=== Section Start ===

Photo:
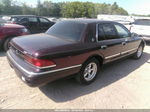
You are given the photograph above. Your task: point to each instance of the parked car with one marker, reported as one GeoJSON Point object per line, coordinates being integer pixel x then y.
{"type": "Point", "coordinates": [9, 31]}
{"type": "Point", "coordinates": [141, 27]}
{"type": "Point", "coordinates": [34, 24]}
{"type": "Point", "coordinates": [70, 47]}
{"type": "Point", "coordinates": [2, 21]}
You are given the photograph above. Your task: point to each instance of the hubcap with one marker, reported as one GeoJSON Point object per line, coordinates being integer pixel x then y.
{"type": "Point", "coordinates": [90, 71]}
{"type": "Point", "coordinates": [139, 52]}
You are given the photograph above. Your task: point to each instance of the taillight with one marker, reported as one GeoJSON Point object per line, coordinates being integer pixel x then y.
{"type": "Point", "coordinates": [40, 63]}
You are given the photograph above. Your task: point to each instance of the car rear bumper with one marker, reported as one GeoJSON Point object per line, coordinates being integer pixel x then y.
{"type": "Point", "coordinates": [40, 78]}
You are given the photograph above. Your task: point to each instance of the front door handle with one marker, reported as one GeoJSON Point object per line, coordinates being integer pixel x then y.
{"type": "Point", "coordinates": [123, 43]}
{"type": "Point", "coordinates": [103, 46]}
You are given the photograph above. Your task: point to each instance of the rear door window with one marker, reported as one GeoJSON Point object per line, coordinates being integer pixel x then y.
{"type": "Point", "coordinates": [122, 32]}
{"type": "Point", "coordinates": [145, 22]}
{"type": "Point", "coordinates": [110, 32]}
{"type": "Point", "coordinates": [43, 20]}
{"type": "Point", "coordinates": [33, 19]}
{"type": "Point", "coordinates": [101, 34]}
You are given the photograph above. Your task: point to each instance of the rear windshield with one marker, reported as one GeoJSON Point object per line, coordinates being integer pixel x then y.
{"type": "Point", "coordinates": [67, 30]}
{"type": "Point", "coordinates": [142, 22]}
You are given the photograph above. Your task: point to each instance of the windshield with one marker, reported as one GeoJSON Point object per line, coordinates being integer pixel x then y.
{"type": "Point", "coordinates": [69, 30]}
{"type": "Point", "coordinates": [142, 22]}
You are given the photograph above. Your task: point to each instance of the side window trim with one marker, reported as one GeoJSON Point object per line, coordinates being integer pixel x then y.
{"type": "Point", "coordinates": [123, 28]}
{"type": "Point", "coordinates": [97, 26]}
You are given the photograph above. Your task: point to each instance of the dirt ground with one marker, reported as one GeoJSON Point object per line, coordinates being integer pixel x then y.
{"type": "Point", "coordinates": [123, 84]}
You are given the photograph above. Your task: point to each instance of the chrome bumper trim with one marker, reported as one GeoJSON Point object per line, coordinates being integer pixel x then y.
{"type": "Point", "coordinates": [129, 51]}
{"type": "Point", "coordinates": [40, 73]}
{"type": "Point", "coordinates": [115, 55]}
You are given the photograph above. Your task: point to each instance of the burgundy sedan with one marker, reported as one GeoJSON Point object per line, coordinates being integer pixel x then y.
{"type": "Point", "coordinates": [70, 47]}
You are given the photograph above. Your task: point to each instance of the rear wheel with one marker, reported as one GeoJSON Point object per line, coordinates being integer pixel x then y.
{"type": "Point", "coordinates": [88, 72]}
{"type": "Point", "coordinates": [6, 44]}
{"type": "Point", "coordinates": [139, 52]}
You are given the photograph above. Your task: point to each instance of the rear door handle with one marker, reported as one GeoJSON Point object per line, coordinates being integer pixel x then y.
{"type": "Point", "coordinates": [123, 43]}
{"type": "Point", "coordinates": [103, 46]}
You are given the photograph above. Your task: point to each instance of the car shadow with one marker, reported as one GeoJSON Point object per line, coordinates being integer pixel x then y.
{"type": "Point", "coordinates": [2, 54]}
{"type": "Point", "coordinates": [66, 90]}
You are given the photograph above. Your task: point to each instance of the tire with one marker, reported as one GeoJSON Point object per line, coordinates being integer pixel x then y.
{"type": "Point", "coordinates": [6, 44]}
{"type": "Point", "coordinates": [139, 52]}
{"type": "Point", "coordinates": [87, 75]}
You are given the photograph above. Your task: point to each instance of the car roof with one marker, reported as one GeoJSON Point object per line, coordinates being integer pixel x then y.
{"type": "Point", "coordinates": [90, 21]}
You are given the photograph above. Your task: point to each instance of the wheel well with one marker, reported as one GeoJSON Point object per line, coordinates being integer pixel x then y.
{"type": "Point", "coordinates": [99, 58]}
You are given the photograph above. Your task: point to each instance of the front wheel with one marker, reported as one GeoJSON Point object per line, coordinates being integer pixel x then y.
{"type": "Point", "coordinates": [88, 72]}
{"type": "Point", "coordinates": [139, 52]}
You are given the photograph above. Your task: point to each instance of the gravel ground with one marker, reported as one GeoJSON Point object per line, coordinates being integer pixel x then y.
{"type": "Point", "coordinates": [123, 84]}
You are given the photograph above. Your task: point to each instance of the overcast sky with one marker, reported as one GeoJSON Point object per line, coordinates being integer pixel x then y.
{"type": "Point", "coordinates": [132, 6]}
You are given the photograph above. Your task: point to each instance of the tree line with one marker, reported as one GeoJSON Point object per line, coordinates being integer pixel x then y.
{"type": "Point", "coordinates": [62, 9]}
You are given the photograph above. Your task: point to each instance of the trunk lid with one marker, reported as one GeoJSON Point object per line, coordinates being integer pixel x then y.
{"type": "Point", "coordinates": [39, 45]}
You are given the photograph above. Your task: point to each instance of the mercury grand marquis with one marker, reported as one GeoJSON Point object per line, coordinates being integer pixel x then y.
{"type": "Point", "coordinates": [70, 47]}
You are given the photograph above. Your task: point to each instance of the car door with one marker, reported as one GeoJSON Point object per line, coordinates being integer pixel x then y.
{"type": "Point", "coordinates": [24, 22]}
{"type": "Point", "coordinates": [34, 25]}
{"type": "Point", "coordinates": [45, 24]}
{"type": "Point", "coordinates": [110, 44]}
{"type": "Point", "coordinates": [129, 44]}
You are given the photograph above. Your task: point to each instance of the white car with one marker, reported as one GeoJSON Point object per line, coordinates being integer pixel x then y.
{"type": "Point", "coordinates": [141, 27]}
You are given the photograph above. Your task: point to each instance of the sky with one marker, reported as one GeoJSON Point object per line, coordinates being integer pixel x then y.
{"type": "Point", "coordinates": [141, 7]}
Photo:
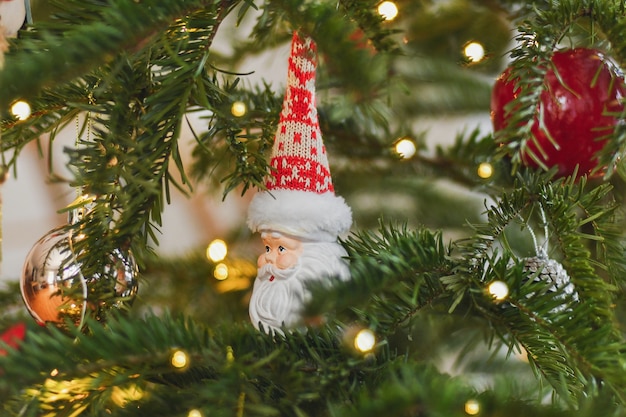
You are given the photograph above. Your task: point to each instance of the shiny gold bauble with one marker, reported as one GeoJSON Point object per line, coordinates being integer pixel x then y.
{"type": "Point", "coordinates": [56, 291]}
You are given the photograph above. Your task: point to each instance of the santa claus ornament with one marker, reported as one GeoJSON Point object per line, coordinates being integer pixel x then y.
{"type": "Point", "coordinates": [299, 217]}
{"type": "Point", "coordinates": [578, 109]}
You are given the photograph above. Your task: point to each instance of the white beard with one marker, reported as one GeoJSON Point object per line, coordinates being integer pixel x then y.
{"type": "Point", "coordinates": [277, 302]}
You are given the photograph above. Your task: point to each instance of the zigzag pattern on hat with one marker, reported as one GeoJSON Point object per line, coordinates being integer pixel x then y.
{"type": "Point", "coordinates": [299, 159]}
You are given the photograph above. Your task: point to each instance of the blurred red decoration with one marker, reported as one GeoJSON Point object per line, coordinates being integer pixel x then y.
{"type": "Point", "coordinates": [13, 337]}
{"type": "Point", "coordinates": [578, 109]}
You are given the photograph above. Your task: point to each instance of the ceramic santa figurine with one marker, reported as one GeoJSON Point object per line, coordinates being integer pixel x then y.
{"type": "Point", "coordinates": [299, 217]}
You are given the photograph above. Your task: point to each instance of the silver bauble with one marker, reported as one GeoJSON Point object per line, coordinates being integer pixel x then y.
{"type": "Point", "coordinates": [55, 290]}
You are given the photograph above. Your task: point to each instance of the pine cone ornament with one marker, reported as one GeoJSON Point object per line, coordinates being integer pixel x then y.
{"type": "Point", "coordinates": [546, 270]}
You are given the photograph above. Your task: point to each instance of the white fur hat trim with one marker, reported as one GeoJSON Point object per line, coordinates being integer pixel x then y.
{"type": "Point", "coordinates": [304, 214]}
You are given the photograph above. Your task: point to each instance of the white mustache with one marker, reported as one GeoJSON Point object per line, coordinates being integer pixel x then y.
{"type": "Point", "coordinates": [267, 271]}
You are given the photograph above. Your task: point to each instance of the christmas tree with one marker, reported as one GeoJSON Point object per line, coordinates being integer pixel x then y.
{"type": "Point", "coordinates": [504, 299]}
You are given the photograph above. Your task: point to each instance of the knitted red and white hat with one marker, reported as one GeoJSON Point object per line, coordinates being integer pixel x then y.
{"type": "Point", "coordinates": [300, 198]}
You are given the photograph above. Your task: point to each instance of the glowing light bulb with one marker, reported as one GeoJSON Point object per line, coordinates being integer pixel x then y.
{"type": "Point", "coordinates": [474, 51]}
{"type": "Point", "coordinates": [388, 10]}
{"type": "Point", "coordinates": [217, 250]}
{"type": "Point", "coordinates": [485, 170]}
{"type": "Point", "coordinates": [238, 108]}
{"type": "Point", "coordinates": [179, 359]}
{"type": "Point", "coordinates": [365, 340]}
{"type": "Point", "coordinates": [406, 148]}
{"type": "Point", "coordinates": [499, 290]}
{"type": "Point", "coordinates": [221, 271]}
{"type": "Point", "coordinates": [472, 407]}
{"type": "Point", "coordinates": [21, 110]}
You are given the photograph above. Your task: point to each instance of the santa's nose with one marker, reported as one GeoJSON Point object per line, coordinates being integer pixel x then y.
{"type": "Point", "coordinates": [270, 258]}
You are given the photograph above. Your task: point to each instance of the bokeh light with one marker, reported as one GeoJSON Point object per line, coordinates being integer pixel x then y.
{"type": "Point", "coordinates": [499, 290]}
{"type": "Point", "coordinates": [388, 10]}
{"type": "Point", "coordinates": [217, 250]}
{"type": "Point", "coordinates": [365, 340]}
{"type": "Point", "coordinates": [474, 51]}
{"type": "Point", "coordinates": [239, 109]}
{"type": "Point", "coordinates": [485, 170]}
{"type": "Point", "coordinates": [406, 148]}
{"type": "Point", "coordinates": [220, 272]}
{"type": "Point", "coordinates": [21, 110]}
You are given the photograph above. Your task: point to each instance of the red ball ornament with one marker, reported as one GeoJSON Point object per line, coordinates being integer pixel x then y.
{"type": "Point", "coordinates": [578, 109]}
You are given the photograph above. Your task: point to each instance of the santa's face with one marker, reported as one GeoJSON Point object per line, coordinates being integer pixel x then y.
{"type": "Point", "coordinates": [280, 251]}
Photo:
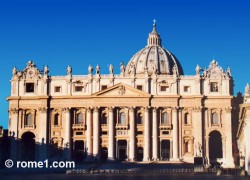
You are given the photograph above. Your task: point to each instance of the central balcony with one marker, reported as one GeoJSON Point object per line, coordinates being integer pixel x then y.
{"type": "Point", "coordinates": [79, 127]}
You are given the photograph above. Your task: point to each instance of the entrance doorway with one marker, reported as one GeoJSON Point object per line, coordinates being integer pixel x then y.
{"type": "Point", "coordinates": [215, 146]}
{"type": "Point", "coordinates": [104, 154]}
{"type": "Point", "coordinates": [28, 146]}
{"type": "Point", "coordinates": [165, 150]}
{"type": "Point", "coordinates": [79, 153]}
{"type": "Point", "coordinates": [122, 150]}
{"type": "Point", "coordinates": [139, 153]}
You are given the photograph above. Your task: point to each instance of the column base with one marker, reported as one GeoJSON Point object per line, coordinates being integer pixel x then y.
{"type": "Point", "coordinates": [155, 159]}
{"type": "Point", "coordinates": [146, 159]}
{"type": "Point", "coordinates": [111, 159]}
{"type": "Point", "coordinates": [175, 159]}
{"type": "Point", "coordinates": [131, 160]}
{"type": "Point", "coordinates": [228, 163]}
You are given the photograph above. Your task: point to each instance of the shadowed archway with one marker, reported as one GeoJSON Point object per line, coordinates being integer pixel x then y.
{"type": "Point", "coordinates": [215, 145]}
{"type": "Point", "coordinates": [28, 146]}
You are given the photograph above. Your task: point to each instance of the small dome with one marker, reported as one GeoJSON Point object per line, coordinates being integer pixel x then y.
{"type": "Point", "coordinates": [153, 58]}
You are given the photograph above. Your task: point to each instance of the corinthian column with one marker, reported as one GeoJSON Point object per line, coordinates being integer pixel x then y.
{"type": "Point", "coordinates": [155, 135]}
{"type": "Point", "coordinates": [132, 134]}
{"type": "Point", "coordinates": [175, 134]}
{"type": "Point", "coordinates": [229, 143]}
{"type": "Point", "coordinates": [89, 134]}
{"type": "Point", "coordinates": [96, 134]}
{"type": "Point", "coordinates": [42, 133]}
{"type": "Point", "coordinates": [13, 114]}
{"type": "Point", "coordinates": [67, 136]}
{"type": "Point", "coordinates": [111, 155]}
{"type": "Point", "coordinates": [146, 149]}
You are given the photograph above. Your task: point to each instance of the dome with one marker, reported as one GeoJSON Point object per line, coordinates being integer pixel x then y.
{"type": "Point", "coordinates": [153, 58]}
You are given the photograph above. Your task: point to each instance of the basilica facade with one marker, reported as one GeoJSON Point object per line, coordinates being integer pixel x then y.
{"type": "Point", "coordinates": [150, 111]}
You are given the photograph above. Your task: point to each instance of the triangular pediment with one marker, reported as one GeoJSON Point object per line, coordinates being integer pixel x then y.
{"type": "Point", "coordinates": [121, 90]}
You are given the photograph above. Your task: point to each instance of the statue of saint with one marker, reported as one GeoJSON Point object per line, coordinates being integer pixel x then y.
{"type": "Point", "coordinates": [111, 69]}
{"type": "Point", "coordinates": [97, 69]}
{"type": "Point", "coordinates": [14, 71]}
{"type": "Point", "coordinates": [122, 68]}
{"type": "Point", "coordinates": [197, 70]}
{"type": "Point", "coordinates": [174, 70]}
{"type": "Point", "coordinates": [90, 69]}
{"type": "Point", "coordinates": [198, 150]}
{"type": "Point", "coordinates": [229, 71]}
{"type": "Point", "coordinates": [69, 70]}
{"type": "Point", "coordinates": [46, 70]}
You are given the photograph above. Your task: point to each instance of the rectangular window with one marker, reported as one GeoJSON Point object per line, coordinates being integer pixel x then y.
{"type": "Point", "coordinates": [214, 87]}
{"type": "Point", "coordinates": [104, 133]}
{"type": "Point", "coordinates": [30, 87]}
{"type": "Point", "coordinates": [186, 88]}
{"type": "Point", "coordinates": [79, 133]}
{"type": "Point", "coordinates": [165, 132]}
{"type": "Point", "coordinates": [78, 88]}
{"type": "Point", "coordinates": [104, 87]}
{"type": "Point", "coordinates": [165, 88]}
{"type": "Point", "coordinates": [139, 87]}
{"type": "Point", "coordinates": [57, 88]}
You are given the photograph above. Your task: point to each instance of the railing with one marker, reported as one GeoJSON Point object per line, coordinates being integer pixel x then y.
{"type": "Point", "coordinates": [79, 126]}
{"type": "Point", "coordinates": [166, 126]}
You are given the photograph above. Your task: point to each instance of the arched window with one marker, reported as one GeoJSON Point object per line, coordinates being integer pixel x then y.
{"type": "Point", "coordinates": [165, 118]}
{"type": "Point", "coordinates": [79, 118]}
{"type": "Point", "coordinates": [56, 120]}
{"type": "Point", "coordinates": [215, 118]}
{"type": "Point", "coordinates": [186, 144]}
{"type": "Point", "coordinates": [186, 119]}
{"type": "Point", "coordinates": [139, 118]}
{"type": "Point", "coordinates": [28, 120]}
{"type": "Point", "coordinates": [122, 119]}
{"type": "Point", "coordinates": [104, 118]}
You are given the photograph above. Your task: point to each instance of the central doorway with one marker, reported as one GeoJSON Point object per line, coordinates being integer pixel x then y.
{"type": "Point", "coordinates": [28, 146]}
{"type": "Point", "coordinates": [215, 146]}
{"type": "Point", "coordinates": [122, 150]}
{"type": "Point", "coordinates": [79, 153]}
{"type": "Point", "coordinates": [165, 150]}
{"type": "Point", "coordinates": [139, 153]}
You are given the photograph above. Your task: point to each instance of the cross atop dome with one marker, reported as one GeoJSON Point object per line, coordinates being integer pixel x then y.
{"type": "Point", "coordinates": [154, 23]}
{"type": "Point", "coordinates": [154, 38]}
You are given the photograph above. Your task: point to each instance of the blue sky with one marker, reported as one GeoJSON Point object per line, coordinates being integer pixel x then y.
{"type": "Point", "coordinates": [79, 33]}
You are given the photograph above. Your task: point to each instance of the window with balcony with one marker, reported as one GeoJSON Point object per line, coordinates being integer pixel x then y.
{"type": "Point", "coordinates": [165, 119]}
{"type": "Point", "coordinates": [214, 87]}
{"type": "Point", "coordinates": [139, 87]}
{"type": "Point", "coordinates": [104, 87]}
{"type": "Point", "coordinates": [57, 88]}
{"type": "Point", "coordinates": [186, 88]}
{"type": "Point", "coordinates": [104, 118]}
{"type": "Point", "coordinates": [28, 120]}
{"type": "Point", "coordinates": [56, 120]}
{"type": "Point", "coordinates": [30, 87]}
{"type": "Point", "coordinates": [139, 118]}
{"type": "Point", "coordinates": [79, 118]}
{"type": "Point", "coordinates": [215, 119]}
{"type": "Point", "coordinates": [122, 119]}
{"type": "Point", "coordinates": [187, 119]}
{"type": "Point", "coordinates": [164, 88]}
{"type": "Point", "coordinates": [78, 88]}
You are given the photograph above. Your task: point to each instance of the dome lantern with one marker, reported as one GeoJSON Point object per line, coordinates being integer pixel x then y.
{"type": "Point", "coordinates": [154, 39]}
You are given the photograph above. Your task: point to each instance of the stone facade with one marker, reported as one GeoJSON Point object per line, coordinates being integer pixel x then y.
{"type": "Point", "coordinates": [151, 111]}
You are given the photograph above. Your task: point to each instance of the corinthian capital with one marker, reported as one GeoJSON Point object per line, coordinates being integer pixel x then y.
{"type": "Point", "coordinates": [67, 109]}
{"type": "Point", "coordinates": [42, 109]}
{"type": "Point", "coordinates": [228, 109]}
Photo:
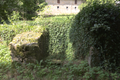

=== Section End ===

▸ **ACTION ITEM**
Copy out exactly, without any pictures, the lines above that begin at the one with "the corinthian capital" and end at the last line of the listing.

▸ **EXERCISE RESULT**
You are given the photograph above. Your task: point to each instance of the corinthian capital with one marker, reported as one GeoJSON Point object per line, coordinates being integer pixel x then y.
{"type": "Point", "coordinates": [67, 109]}
{"type": "Point", "coordinates": [42, 109]}
{"type": "Point", "coordinates": [228, 109]}
Photo:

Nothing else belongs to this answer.